**Petunjuk**
1. Ringkas paragraf yang diawali "ANGGOTA Komisi IX DPR RI" dalam artikel tentang penghapusan kelas BPJS Kesehatan, dengan tetap mempertahankan fakta utamanya.
2. Salin bagian artikel tentang penghapusan kelas BPJS Kesehatan tanpa mengubah apa pun, mulai dari "By Deri Dahuri" dan berakhir pada "peserta BPJS Kesehatan.".

**Teks Sumber**
Humaniora

DPR Minta Pemerintah Tidak Buru-Buru Hapus Kelas BPJS Kesehatan

BPJS Kesehatan harus beroperasi berdasarkan prinsip gotong royong dan keadilan, sesuai dengan amanat konstitusi.

By Deri Dahuri  | Sokoguru.Id
06 Juni 2024
Anggota Komisi IX DPR RI Irma Suryani Chaniago saat Rapat Kerja dengan Wakil Menteri Kesehatan RI di Kompleks Parlemen, Senayan, Jakarta (6/6/2024).  (Dok.DPR RI)

ANGGOTA Komisi IX DPR RI Irma Suryani Chaniago mengimbau pemerintah untuk tidak terburu-buru dalam mengambil keputusan terkait penghapusan kelas peserta BPJS Kesehatan.

 

Menurut Irma, langkah tersebut dapat menimbulkan ketidakadilan dalam pelayanan kesehatan dan merugikan peserta BPJS, terutama yang berada di kelas 1 dan 2.

 

"Jika kebijakan ini diterapkan, akan terjadi penurunan kelas bagi peserta BPJS Kesehatan kelas 1 dan 2, sementara peserta kelas 3 akan mengalami kenaikan," jelas Irma.

 

"Hal ini berpotensi menciptakan ketidakadilan dalam sistem pelayanan BPJS Kesehatan," ujar Irma saat Rapat Kerja dengan Wakil Menteri Kesehatan RI di Kompleks Parlemen, Senayan, Jakarta, Kamis (6/6/2024).

 

Baca juga: DPR RI Tegaskan Pasien BPJS Kesehatan Belum Sehat Tidak Boleh Dipulangkan Rumah Sakit

 

Asas Gotong Royong dan Keadilan Terancam

 

Irma menekankan bahwa BPJS Kesehatan harus beroperasi berdasarkan prinsip gotong royong dan keadilan, sesuai dengan amanat konstitusi.

**Data Mentah**

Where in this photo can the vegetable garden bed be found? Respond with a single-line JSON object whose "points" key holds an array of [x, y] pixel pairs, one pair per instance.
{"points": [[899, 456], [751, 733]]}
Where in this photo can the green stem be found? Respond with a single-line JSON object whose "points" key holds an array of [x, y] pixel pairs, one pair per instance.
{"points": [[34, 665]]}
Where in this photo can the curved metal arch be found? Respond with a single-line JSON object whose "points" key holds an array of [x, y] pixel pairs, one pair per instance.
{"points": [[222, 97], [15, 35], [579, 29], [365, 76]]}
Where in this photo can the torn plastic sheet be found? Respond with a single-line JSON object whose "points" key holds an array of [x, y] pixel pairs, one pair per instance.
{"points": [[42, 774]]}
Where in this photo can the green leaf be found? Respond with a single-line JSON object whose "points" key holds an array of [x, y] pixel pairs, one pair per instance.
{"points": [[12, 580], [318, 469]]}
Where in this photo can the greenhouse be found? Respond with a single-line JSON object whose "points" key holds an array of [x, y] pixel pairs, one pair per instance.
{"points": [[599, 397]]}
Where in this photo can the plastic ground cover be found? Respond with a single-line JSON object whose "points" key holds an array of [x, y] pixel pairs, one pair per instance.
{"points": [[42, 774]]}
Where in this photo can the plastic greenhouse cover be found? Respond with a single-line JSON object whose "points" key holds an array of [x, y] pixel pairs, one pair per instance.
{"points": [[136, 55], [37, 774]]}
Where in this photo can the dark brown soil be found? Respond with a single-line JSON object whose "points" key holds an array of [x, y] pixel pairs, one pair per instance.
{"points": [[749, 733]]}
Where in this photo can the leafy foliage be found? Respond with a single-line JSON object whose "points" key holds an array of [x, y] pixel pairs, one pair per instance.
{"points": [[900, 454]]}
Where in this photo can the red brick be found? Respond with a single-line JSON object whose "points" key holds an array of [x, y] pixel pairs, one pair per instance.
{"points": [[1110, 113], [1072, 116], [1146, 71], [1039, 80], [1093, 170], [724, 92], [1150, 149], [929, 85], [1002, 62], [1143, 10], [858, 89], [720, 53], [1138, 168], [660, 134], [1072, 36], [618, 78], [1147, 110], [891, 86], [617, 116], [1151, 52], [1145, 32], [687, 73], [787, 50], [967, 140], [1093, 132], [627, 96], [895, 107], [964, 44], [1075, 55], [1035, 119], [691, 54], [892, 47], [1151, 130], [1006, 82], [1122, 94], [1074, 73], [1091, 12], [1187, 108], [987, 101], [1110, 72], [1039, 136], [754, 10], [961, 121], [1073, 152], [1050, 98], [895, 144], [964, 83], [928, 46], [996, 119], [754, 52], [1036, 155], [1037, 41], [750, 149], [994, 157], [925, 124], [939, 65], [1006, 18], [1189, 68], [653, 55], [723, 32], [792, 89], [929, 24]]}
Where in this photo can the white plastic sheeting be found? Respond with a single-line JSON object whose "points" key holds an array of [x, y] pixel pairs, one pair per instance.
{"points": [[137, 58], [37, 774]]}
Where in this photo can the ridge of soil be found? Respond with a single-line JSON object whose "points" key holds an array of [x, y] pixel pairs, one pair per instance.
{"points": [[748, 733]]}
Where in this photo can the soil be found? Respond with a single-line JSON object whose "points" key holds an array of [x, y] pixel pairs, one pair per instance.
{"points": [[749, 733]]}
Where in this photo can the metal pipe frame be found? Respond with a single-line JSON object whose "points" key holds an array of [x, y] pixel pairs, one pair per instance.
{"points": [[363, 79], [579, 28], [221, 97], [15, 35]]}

**Hasil yang Diharapkan**
1. Irma Suryani Chaniago, anggota Komisi IX DPR RI, meminta pemerintah tidak tergesa-gesa memutuskan penghapusan kelas peserta BPJS Kesehatan.

2.
By Deri Dahuri  | Sokoguru.Id
06 Juni 2024
Anggota Komisi IX DPR RI Irma Suryani Chaniago saat Rapat Kerja dengan Wakil Menteri Kesehatan RI di Kompleks Parlemen, Senayan, Jakarta (6/6/2024).  (Dok.DPR RI)

ANGGOTA Komisi IX DPR RI Irma Suryani Chaniago mengimbau pemerintah untuk tidak terburu-buru dalam mengambil keputusan terkait penghapusan kelas peserta BPJS Kesehatan.